## Position annotation records
════════════════════
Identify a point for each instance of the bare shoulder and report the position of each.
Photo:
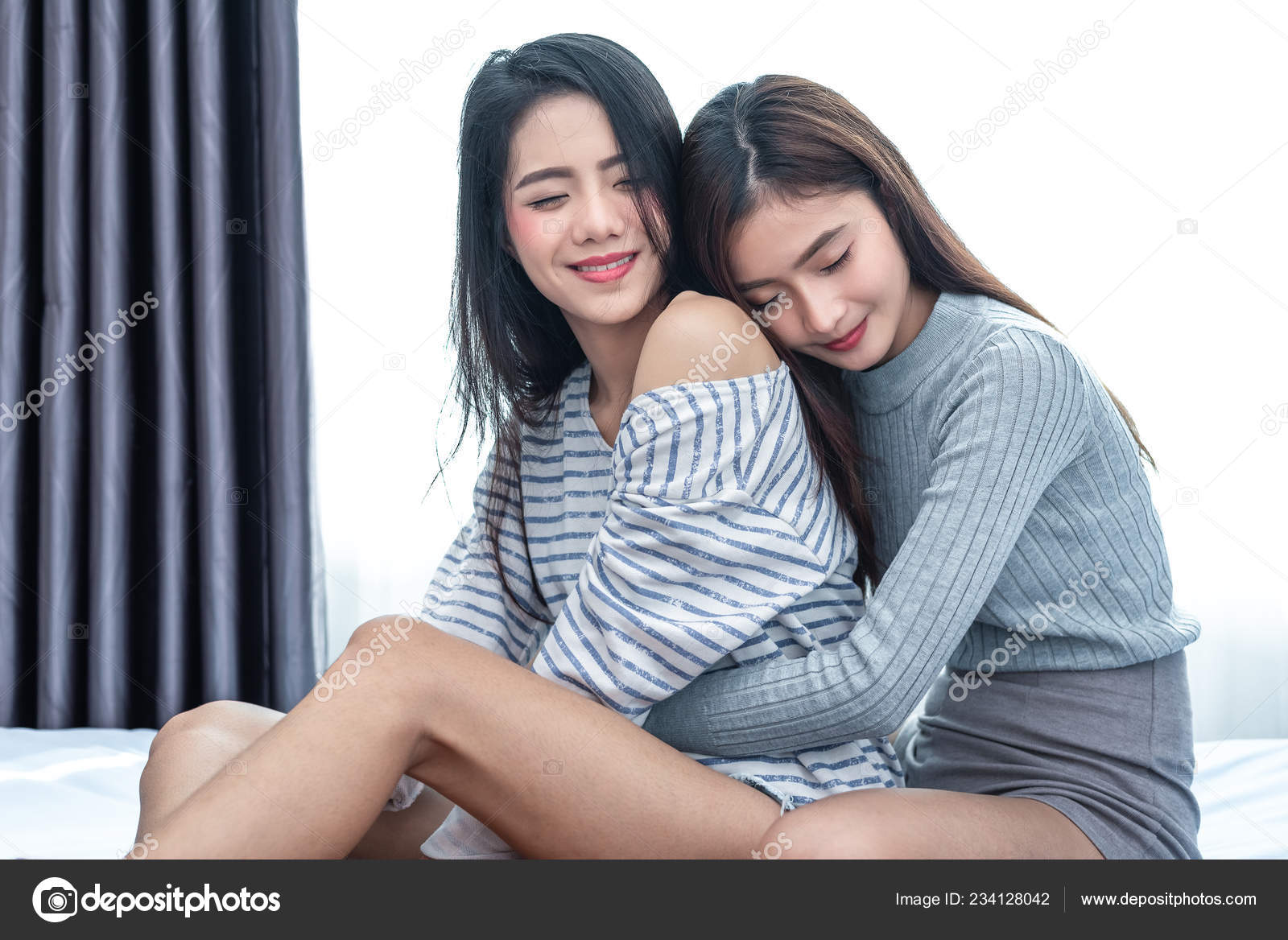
(700, 338)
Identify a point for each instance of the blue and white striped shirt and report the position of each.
(706, 538)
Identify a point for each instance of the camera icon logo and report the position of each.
(55, 901)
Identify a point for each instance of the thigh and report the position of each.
(914, 823)
(557, 774)
(206, 738)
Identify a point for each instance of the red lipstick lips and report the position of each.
(850, 340)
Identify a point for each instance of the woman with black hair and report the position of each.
(656, 506)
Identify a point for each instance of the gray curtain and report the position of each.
(158, 530)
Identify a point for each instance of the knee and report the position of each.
(837, 827)
(396, 654)
(193, 721)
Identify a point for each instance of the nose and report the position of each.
(821, 313)
(599, 218)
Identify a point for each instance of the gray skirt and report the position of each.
(1112, 750)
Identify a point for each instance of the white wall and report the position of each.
(1174, 111)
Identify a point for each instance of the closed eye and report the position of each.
(839, 263)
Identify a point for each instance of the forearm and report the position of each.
(828, 697)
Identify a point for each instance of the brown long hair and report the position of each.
(789, 138)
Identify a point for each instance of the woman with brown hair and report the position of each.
(1004, 489)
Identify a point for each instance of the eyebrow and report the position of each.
(800, 262)
(566, 171)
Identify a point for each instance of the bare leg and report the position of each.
(315, 785)
(554, 774)
(197, 744)
(925, 824)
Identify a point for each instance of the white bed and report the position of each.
(74, 794)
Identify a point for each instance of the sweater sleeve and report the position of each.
(1017, 416)
(699, 549)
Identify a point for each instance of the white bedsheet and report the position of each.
(74, 794)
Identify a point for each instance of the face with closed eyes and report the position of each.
(848, 294)
(571, 216)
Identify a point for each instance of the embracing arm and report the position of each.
(691, 562)
(1018, 418)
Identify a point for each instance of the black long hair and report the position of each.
(514, 345)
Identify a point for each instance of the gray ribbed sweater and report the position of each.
(1015, 517)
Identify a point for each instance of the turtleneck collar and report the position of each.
(884, 386)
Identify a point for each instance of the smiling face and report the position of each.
(571, 218)
(841, 268)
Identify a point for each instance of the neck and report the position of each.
(916, 312)
(613, 352)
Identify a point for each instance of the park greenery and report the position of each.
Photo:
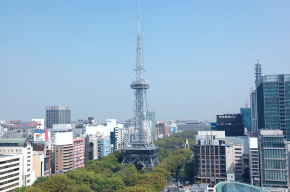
════════════════════
Print the records word for word and exclude any picture they hold.

Identify a point for each instance of the bare shoulder and report the position of each.
Photo:
(700, 338)
Identify a point for each instance of the blue and white striped shirt and report the position of each.
(706, 538)
Identify a point for each instance of the camera icon logo and report the position of each.
(55, 901)
Identify a point for each instance of the thigh and report the position of each.
(914, 823)
(557, 774)
(206, 738)
Identify a point for each instance of the red lipstick lips and report the position of each.
(850, 340)
Identify a point for each instance of the woman with black hair and report the position of each.
(656, 506)
Identify a point for each instance of the gray curtain and report the position of each.
(158, 530)
Identify a point for each instance of the knee and report the position of each.
(837, 827)
(396, 654)
(193, 721)
Identify a point for each instance of the nose and report the position of each.
(821, 313)
(599, 218)
Identify a point for each instance of the gray skirt and report the position of each.
(1112, 750)
Identify a point for each instance of the white wall and report the position of each.
(1174, 111)
Identify a point for each instance of the closed eye and report the position of each.
(839, 263)
Identify a point for each instance of the forearm and report the position of each.
(828, 697)
Identify a point for each instance of the brown long hair and report the position of each.
(789, 138)
Identify a point for each instance of the woman with brown hair and report the position of each.
(1004, 489)
Identify a point for each instance of the eyebrow and report the position of each.
(800, 262)
(566, 171)
Identify a point for each instance of the bare leg and report the position of each.
(315, 785)
(554, 774)
(197, 744)
(925, 824)
Identify a point for each instance of the white bed and report the position of each.
(74, 794)
Identify a point for each instance of the sweater sleeve and report the position of each.
(1017, 416)
(699, 549)
Identify a point for each instance of the white bedsheet and report the position of each.
(74, 794)
Identify a point for each instance of the face with closed eyes and report the position of each.
(848, 294)
(571, 216)
Identify a point for each instance of the embracing arm and report the position of each.
(691, 562)
(1018, 418)
Identify a point for each instance of the black long hair and report the position of each.
(514, 345)
Identify a point for each instance of the gray ribbed sweater and report the position of each.
(1015, 517)
Identify a point for each instance of the turtleneck collar and report the position of each.
(884, 386)
Identify a point for each instance of the smiling face and report the position of each.
(571, 218)
(841, 268)
Identify a point for each instance of the neck and report the position of each.
(916, 312)
(613, 352)
Identify a point for each instance of the park greenery and report the position of each.
Photo:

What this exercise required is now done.